** Opening EXERCISE DATA block **

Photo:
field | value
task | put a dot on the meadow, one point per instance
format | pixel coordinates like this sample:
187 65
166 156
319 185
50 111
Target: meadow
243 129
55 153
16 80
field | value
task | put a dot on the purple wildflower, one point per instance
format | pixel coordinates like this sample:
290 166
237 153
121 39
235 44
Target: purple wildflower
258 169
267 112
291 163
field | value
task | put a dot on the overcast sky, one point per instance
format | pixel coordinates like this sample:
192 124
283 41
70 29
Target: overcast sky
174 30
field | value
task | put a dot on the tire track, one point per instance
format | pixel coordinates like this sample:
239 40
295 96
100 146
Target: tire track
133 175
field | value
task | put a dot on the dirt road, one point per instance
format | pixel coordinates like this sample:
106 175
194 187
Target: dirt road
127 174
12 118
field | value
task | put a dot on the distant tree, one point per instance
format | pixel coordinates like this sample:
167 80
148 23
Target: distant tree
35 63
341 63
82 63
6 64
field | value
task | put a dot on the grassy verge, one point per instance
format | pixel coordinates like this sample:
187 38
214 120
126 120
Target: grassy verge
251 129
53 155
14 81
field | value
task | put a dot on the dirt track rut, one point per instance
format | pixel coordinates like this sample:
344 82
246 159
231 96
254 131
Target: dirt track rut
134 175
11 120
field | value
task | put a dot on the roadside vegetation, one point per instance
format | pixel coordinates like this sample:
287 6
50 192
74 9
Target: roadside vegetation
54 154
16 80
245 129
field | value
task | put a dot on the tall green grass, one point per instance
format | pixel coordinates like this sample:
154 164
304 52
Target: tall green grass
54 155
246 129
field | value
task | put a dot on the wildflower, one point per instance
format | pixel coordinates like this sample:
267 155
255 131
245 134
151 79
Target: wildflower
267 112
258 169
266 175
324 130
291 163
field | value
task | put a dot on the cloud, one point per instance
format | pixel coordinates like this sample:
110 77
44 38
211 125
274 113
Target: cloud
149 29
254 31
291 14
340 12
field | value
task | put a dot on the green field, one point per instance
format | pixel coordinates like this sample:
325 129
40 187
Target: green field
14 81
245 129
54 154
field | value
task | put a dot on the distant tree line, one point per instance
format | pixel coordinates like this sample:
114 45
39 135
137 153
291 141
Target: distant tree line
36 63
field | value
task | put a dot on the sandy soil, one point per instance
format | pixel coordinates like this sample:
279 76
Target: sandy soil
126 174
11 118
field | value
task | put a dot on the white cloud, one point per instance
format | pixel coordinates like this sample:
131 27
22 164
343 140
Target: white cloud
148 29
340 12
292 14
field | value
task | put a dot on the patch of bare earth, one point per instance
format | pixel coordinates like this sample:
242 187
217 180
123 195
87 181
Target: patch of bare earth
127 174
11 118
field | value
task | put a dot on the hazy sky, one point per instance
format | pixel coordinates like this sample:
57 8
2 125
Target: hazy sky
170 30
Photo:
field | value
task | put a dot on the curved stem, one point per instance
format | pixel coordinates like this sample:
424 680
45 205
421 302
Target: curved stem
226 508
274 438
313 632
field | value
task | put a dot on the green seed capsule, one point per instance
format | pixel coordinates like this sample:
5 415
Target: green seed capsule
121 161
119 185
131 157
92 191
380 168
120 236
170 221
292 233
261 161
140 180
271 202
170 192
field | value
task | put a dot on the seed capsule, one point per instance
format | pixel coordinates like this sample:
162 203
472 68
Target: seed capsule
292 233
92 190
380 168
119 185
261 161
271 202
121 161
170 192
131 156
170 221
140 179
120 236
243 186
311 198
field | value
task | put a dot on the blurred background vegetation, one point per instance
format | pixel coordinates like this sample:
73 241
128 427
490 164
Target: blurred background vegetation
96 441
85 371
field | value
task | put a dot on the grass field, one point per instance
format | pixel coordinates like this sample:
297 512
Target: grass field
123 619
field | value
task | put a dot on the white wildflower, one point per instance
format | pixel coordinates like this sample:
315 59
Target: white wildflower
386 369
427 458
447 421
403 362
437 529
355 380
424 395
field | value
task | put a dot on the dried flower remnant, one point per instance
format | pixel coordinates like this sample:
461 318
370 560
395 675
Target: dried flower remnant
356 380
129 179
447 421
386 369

** Closing EXERCISE DATA block **
** Opening EXERCISE DATA block **

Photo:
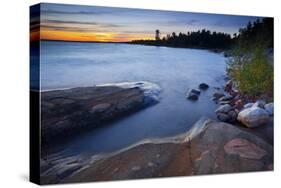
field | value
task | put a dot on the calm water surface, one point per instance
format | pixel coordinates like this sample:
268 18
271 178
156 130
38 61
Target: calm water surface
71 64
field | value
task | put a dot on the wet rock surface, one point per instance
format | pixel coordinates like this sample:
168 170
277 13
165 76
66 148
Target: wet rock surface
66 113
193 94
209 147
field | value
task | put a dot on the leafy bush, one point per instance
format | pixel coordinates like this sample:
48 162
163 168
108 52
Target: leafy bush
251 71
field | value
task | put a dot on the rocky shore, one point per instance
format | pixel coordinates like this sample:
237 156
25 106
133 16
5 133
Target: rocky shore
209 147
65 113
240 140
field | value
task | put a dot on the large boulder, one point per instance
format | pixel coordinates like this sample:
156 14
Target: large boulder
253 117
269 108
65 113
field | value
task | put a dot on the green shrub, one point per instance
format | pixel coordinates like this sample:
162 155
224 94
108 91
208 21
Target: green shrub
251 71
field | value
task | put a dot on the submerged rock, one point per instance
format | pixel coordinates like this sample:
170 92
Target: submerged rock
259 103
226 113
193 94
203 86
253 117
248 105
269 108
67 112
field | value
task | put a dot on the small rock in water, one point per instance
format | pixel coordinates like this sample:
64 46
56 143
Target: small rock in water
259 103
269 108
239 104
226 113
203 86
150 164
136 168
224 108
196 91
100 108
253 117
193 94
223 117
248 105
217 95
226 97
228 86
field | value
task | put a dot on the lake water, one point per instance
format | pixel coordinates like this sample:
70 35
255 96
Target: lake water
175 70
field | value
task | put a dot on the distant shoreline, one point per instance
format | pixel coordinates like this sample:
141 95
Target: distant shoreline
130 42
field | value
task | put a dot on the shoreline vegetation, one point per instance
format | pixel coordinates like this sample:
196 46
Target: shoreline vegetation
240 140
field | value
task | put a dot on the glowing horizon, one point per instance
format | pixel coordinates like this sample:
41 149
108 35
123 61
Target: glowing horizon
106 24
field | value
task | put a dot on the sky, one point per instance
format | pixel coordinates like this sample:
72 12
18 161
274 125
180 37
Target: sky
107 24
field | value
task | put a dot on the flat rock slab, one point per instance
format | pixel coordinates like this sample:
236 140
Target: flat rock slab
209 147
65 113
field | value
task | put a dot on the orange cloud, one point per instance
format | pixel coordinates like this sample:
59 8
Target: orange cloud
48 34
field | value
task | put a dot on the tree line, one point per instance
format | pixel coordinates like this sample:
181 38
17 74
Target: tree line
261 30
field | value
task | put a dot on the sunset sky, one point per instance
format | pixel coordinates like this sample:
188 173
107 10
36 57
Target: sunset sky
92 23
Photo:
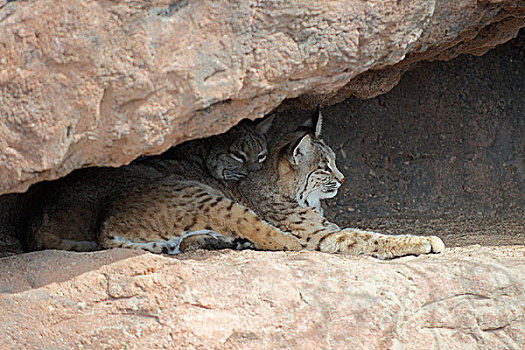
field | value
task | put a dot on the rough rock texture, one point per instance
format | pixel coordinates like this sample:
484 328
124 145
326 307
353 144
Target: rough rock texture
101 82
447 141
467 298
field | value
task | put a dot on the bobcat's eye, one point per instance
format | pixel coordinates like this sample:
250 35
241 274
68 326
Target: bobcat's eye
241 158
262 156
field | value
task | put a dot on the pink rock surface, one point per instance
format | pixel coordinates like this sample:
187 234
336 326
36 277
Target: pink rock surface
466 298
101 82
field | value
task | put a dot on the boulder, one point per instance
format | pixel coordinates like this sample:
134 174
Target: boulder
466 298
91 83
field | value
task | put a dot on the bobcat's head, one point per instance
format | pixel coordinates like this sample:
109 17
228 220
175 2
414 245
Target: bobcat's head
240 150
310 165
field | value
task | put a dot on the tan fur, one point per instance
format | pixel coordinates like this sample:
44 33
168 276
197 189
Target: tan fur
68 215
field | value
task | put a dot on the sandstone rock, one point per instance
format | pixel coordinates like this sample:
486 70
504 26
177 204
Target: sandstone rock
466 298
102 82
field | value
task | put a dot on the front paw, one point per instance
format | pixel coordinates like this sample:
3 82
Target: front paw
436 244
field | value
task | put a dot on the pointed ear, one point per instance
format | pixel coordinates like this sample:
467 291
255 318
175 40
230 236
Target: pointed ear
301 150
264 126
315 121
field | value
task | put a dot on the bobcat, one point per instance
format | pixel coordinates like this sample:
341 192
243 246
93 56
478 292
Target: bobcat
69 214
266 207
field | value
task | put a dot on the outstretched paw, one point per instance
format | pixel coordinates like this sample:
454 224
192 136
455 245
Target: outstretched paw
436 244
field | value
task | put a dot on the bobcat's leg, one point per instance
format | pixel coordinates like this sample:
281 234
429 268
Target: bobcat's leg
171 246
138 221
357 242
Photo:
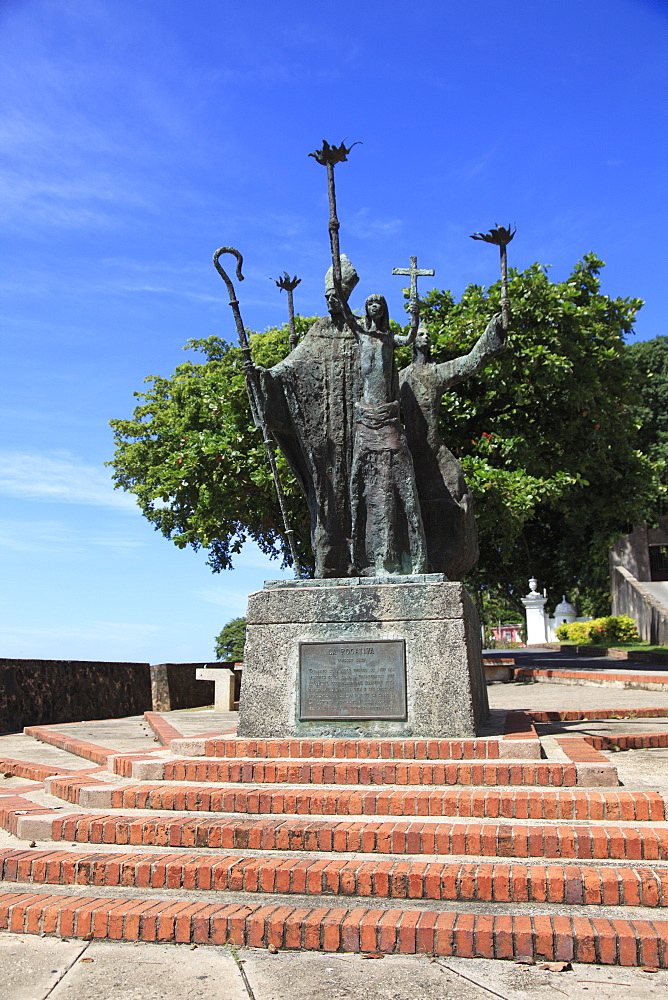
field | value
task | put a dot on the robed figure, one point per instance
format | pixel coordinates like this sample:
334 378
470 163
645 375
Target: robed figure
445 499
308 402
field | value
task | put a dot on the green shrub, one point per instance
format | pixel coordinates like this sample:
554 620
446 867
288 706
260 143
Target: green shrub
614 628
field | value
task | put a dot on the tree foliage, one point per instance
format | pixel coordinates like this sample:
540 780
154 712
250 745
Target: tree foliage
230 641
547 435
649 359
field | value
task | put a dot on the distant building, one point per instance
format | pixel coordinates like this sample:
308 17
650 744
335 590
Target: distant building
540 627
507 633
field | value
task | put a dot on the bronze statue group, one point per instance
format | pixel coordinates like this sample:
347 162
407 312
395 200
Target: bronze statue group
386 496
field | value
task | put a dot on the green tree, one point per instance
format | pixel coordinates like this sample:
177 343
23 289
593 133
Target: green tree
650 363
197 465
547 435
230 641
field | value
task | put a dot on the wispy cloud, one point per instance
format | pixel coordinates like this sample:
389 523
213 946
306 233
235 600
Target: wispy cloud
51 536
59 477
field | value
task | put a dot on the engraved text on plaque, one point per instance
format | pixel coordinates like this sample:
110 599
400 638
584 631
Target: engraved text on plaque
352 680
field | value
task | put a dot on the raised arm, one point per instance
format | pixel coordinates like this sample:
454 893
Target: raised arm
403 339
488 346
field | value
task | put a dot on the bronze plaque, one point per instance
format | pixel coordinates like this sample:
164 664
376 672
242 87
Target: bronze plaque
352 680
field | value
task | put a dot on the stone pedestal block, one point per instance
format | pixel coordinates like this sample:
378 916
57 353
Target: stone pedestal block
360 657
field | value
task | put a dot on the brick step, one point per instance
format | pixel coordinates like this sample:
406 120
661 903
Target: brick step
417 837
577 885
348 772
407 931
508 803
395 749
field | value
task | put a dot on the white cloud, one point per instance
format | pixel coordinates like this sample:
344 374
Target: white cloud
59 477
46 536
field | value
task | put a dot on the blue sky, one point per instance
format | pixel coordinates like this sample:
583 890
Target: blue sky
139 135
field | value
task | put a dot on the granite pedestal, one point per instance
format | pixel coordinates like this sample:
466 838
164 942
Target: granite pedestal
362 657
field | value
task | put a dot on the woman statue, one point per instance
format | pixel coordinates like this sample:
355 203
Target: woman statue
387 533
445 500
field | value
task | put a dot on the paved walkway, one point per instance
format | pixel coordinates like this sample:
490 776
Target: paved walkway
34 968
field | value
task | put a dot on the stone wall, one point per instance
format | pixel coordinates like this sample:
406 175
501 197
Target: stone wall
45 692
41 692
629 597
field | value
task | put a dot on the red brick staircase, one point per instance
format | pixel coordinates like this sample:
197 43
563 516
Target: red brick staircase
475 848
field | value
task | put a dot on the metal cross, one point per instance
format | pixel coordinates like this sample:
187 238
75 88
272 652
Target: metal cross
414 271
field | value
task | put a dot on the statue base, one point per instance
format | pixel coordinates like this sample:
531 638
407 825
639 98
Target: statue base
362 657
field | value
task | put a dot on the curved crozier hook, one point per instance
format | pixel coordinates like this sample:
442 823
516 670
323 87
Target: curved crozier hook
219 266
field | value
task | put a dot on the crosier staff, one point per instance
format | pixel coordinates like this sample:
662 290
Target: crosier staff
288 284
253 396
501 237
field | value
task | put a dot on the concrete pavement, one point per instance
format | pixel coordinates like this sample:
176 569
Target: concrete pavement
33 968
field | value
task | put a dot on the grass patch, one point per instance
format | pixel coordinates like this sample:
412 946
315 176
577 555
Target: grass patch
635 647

** Closing EXERCISE DATA block **

Look above for the line holding "task | put a dot on the distant tree line, one", then set down exactly that line and every line after it up to and including the line holding "task | put a dot on the sandy", with nothing else.

task | put a dot on the distant tree line, one point per instance
format | pixel coordinates like this sample:
114 45
39 135
137 153
291 141
Target: distant tree line
36 63
field | value
task | put a dot on the sandy soil, one point per instance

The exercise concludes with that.